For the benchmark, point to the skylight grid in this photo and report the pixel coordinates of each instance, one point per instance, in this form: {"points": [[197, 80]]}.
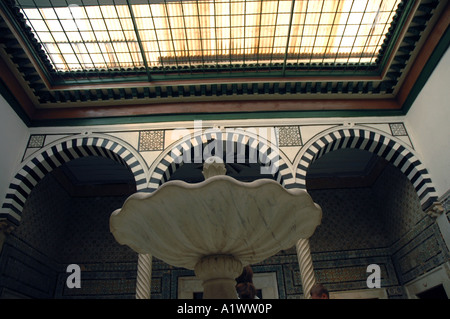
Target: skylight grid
{"points": [[205, 33]]}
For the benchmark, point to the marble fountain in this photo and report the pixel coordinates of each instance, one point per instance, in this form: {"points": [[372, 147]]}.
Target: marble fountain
{"points": [[215, 227]]}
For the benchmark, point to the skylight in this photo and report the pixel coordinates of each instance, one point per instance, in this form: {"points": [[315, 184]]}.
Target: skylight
{"points": [[97, 35]]}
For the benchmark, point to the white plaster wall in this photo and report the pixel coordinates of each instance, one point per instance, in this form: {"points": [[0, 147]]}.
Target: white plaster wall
{"points": [[428, 123], [13, 140]]}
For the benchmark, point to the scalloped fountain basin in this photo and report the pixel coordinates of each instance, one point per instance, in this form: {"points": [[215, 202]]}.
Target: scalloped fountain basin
{"points": [[215, 227]]}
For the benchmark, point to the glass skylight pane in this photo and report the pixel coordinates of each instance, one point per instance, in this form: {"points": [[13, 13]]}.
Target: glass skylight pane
{"points": [[208, 32]]}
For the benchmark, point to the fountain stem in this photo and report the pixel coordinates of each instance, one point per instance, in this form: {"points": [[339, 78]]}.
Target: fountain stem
{"points": [[218, 273]]}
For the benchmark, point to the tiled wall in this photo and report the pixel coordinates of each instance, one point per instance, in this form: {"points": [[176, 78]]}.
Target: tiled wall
{"points": [[58, 230]]}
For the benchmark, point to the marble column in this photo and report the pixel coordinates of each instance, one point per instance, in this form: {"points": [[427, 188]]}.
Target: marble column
{"points": [[306, 267], [144, 276], [437, 212]]}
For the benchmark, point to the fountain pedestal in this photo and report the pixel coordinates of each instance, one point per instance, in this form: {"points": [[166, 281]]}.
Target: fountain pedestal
{"points": [[218, 273]]}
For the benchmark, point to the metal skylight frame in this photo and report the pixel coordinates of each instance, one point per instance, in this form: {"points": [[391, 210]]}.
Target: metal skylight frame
{"points": [[272, 64]]}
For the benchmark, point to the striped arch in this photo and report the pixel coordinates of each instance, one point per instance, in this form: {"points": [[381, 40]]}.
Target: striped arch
{"points": [[240, 142], [63, 151], [374, 141]]}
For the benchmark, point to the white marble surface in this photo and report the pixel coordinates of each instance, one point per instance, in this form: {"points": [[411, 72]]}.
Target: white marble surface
{"points": [[180, 223]]}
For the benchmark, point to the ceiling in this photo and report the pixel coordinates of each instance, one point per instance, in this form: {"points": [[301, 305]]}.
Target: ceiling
{"points": [[41, 95]]}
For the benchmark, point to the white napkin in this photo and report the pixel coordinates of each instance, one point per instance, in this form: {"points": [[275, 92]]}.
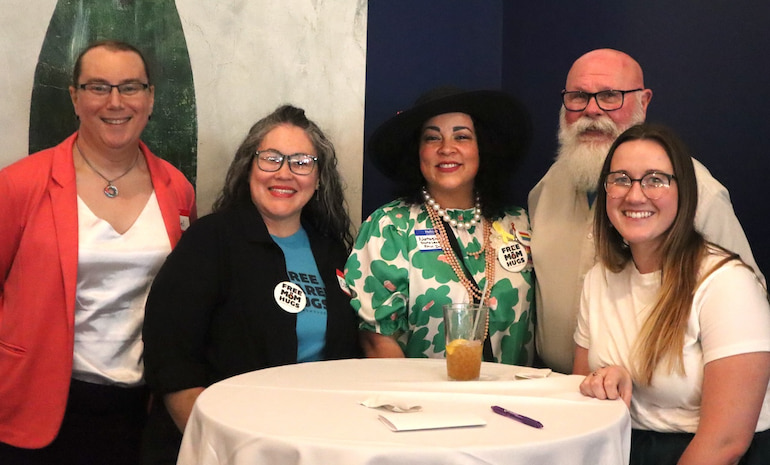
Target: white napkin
________________
→ Written exercise
Reproduce all of the rows above, replacing every occurrence of "in this photo" with "in this image" and keeping everything else identical. Leave out the pictures.

→ Correct result
For the benchmark, point to the skylight grid in this image and report the pixel coordinates of each instance, one point per instance, in this form: {"points": [[197, 80]]}.
Target: skylight grid
{"points": [[205, 33]]}
For the benchmark, point to the marble fountain in this image and report the pixel coordinates of each instance, one point per instance, in this form: {"points": [[372, 147]]}.
Target: marble fountain
{"points": [[215, 227]]}
For the benchmark, point to the skylight in this image and report the pixel coordinates of each instance, one point per instance, in this form: {"points": [[315, 184]]}.
Target: skylight
{"points": [[97, 35]]}
For the benchmark, point to the white plaster wall in this image and report the pixel coordinates of each instance, one point per instance, in this form: {"points": [[0, 147]]}.
Target: white plaster wall
{"points": [[428, 123], [13, 140]]}
For the benchmark, point to the scalloped fountain basin in this image and report the pixel coordinates of each instance, one point per instance, in this form: {"points": [[215, 202]]}.
Target: scalloped fountain basin
{"points": [[215, 227]]}
For the benchmark, point to the glass skylight pane in this image and report the pixel coordinates of each instance, one point per instance, in this form: {"points": [[13, 13]]}.
Target: glass skylight pane
{"points": [[208, 32]]}
For the benchmark, point to the fountain stem in this image and report the pixel coordinates of each instance, one point per instance, in this form: {"points": [[339, 78]]}.
Target: fountain stem
{"points": [[218, 273]]}
For the benchmark, point to the tiled wall in this image and report the pixel coordinates of each instance, one point per instance, in this form: {"points": [[176, 78]]}.
Target: tiled wall
{"points": [[58, 230]]}
For the benchmark, point to the marble column in this image and report the pixel coordinates of each instance, one point per instance, in this form: {"points": [[427, 188]]}.
Target: marble column
{"points": [[306, 267], [144, 276], [437, 212]]}
For the benchmark, point to the fountain pedestal in this image and report the pixel coordinates of each instance, one point per instance, in this form: {"points": [[166, 281]]}.
Target: fountain pedestal
{"points": [[218, 273]]}
For the benchmark, point to the metal skylight frame in this image and report the pixel coordinates of each instance, one point per instance, in this form: {"points": [[391, 210]]}.
Target: metal skylight frame
{"points": [[272, 64]]}
For the benchmark, point to the striped arch in this image and report the pixel coordinates of each instance, one point per instance, in this form: {"points": [[381, 40]]}.
Target: striped arch
{"points": [[240, 142], [63, 151], [374, 141]]}
For the benchmark, point to the white marble surface in this image and report the pixel coordinates of each instance, one point per instance, in this form: {"points": [[411, 72]]}.
Target: white marble surface
{"points": [[180, 223]]}
For the benchmark, point to the ceiling in this image and report the pixel coordinates of each instance, one point per instance, in this form: {"points": [[301, 305]]}.
Target: ceiling
{"points": [[41, 95]]}
For the benchmark, point to the white napkin in this image and report the pixel coordinates of each instance, one point per instance, in this form: {"points": [[275, 92]]}.
Target: white napkin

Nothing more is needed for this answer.